*** Task data ***

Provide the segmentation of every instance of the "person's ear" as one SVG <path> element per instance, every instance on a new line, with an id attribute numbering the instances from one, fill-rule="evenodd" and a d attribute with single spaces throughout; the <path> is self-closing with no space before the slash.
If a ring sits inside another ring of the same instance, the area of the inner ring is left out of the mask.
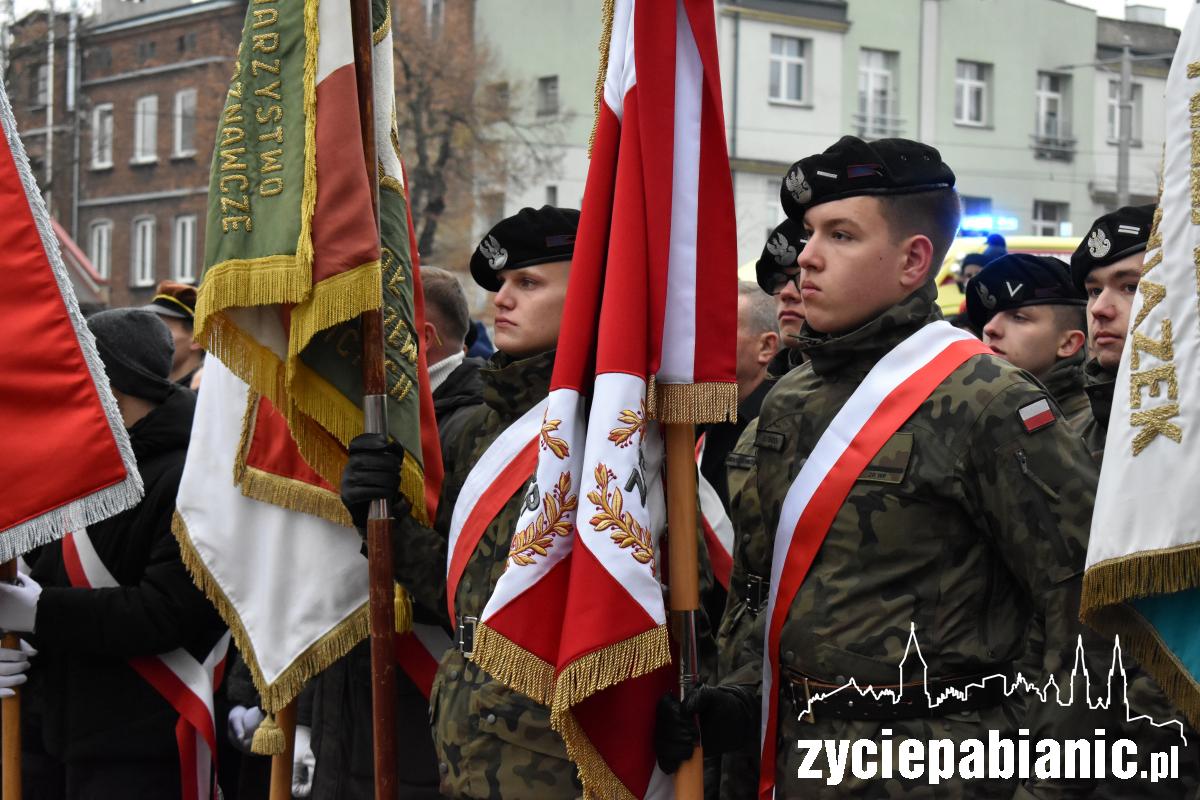
<path id="1" fill-rule="evenodd" d="M 437 345 L 441 344 L 440 337 L 438 336 L 438 332 L 437 332 L 437 327 L 429 320 L 425 320 L 425 328 L 424 328 L 423 332 L 424 332 L 424 336 L 425 336 L 425 352 L 426 353 L 428 353 L 431 349 L 433 349 Z"/>
<path id="2" fill-rule="evenodd" d="M 1083 347 L 1087 341 L 1087 334 L 1081 330 L 1063 331 L 1058 340 L 1058 351 L 1056 355 L 1059 358 L 1070 358 L 1079 352 L 1079 348 Z"/>
<path id="3" fill-rule="evenodd" d="M 933 242 L 924 234 L 904 241 L 904 260 L 900 270 L 900 285 L 916 289 L 929 278 L 933 269 Z"/>
<path id="4" fill-rule="evenodd" d="M 767 331 L 759 334 L 758 337 L 758 358 L 759 364 L 767 365 L 771 363 L 771 359 L 779 352 L 779 334 L 775 331 Z"/>

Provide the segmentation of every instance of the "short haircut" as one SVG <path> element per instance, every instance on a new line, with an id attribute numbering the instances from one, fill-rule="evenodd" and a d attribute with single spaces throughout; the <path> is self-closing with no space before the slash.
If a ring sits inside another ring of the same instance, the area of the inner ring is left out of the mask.
<path id="1" fill-rule="evenodd" d="M 934 189 L 913 194 L 879 195 L 879 207 L 891 226 L 892 236 L 904 239 L 921 234 L 933 243 L 928 280 L 934 280 L 958 233 L 962 205 L 954 189 Z"/>
<path id="2" fill-rule="evenodd" d="M 1054 311 L 1054 326 L 1062 331 L 1083 331 L 1087 333 L 1087 306 L 1068 306 L 1055 303 L 1050 306 Z"/>
<path id="3" fill-rule="evenodd" d="M 447 343 L 462 344 L 471 327 L 467 296 L 453 272 L 441 267 L 421 267 L 421 289 L 425 305 L 432 308 L 442 322 L 438 334 Z"/>
<path id="4" fill-rule="evenodd" d="M 738 296 L 746 298 L 745 314 L 738 315 L 738 324 L 753 336 L 779 333 L 775 316 L 775 298 L 764 292 L 757 283 L 738 281 Z"/>

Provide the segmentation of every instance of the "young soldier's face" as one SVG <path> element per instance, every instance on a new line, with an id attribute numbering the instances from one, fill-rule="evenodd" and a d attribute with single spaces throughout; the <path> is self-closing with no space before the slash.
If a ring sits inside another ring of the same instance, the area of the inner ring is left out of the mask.
<path id="1" fill-rule="evenodd" d="M 1013 366 L 1042 378 L 1060 358 L 1079 350 L 1083 336 L 1060 330 L 1052 306 L 1025 306 L 992 317 L 983 326 L 983 343 Z"/>
<path id="2" fill-rule="evenodd" d="M 789 274 L 798 271 L 788 270 Z M 804 300 L 794 281 L 785 283 L 779 294 L 775 295 L 775 318 L 779 320 L 779 346 L 795 347 L 799 344 L 796 337 L 804 327 Z"/>
<path id="3" fill-rule="evenodd" d="M 804 215 L 808 244 L 800 252 L 800 296 L 809 326 L 844 333 L 911 294 L 928 272 L 913 261 L 913 242 L 897 241 L 874 197 L 847 197 L 813 206 Z M 919 273 L 919 275 L 918 275 Z"/>
<path id="4" fill-rule="evenodd" d="M 1106 267 L 1097 267 L 1083 281 L 1087 292 L 1088 352 L 1105 369 L 1115 370 L 1121 363 L 1121 351 L 1129 333 L 1129 310 L 1142 277 L 1144 255 L 1134 253 Z"/>
<path id="5" fill-rule="evenodd" d="M 527 358 L 554 349 L 570 268 L 570 261 L 553 261 L 499 273 L 500 291 L 492 300 L 497 350 Z"/>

***

(Exercise brief): Tally the lines of the entries above that hold the word "segmentation"; the number is the whole answer.

(Solved problem): 3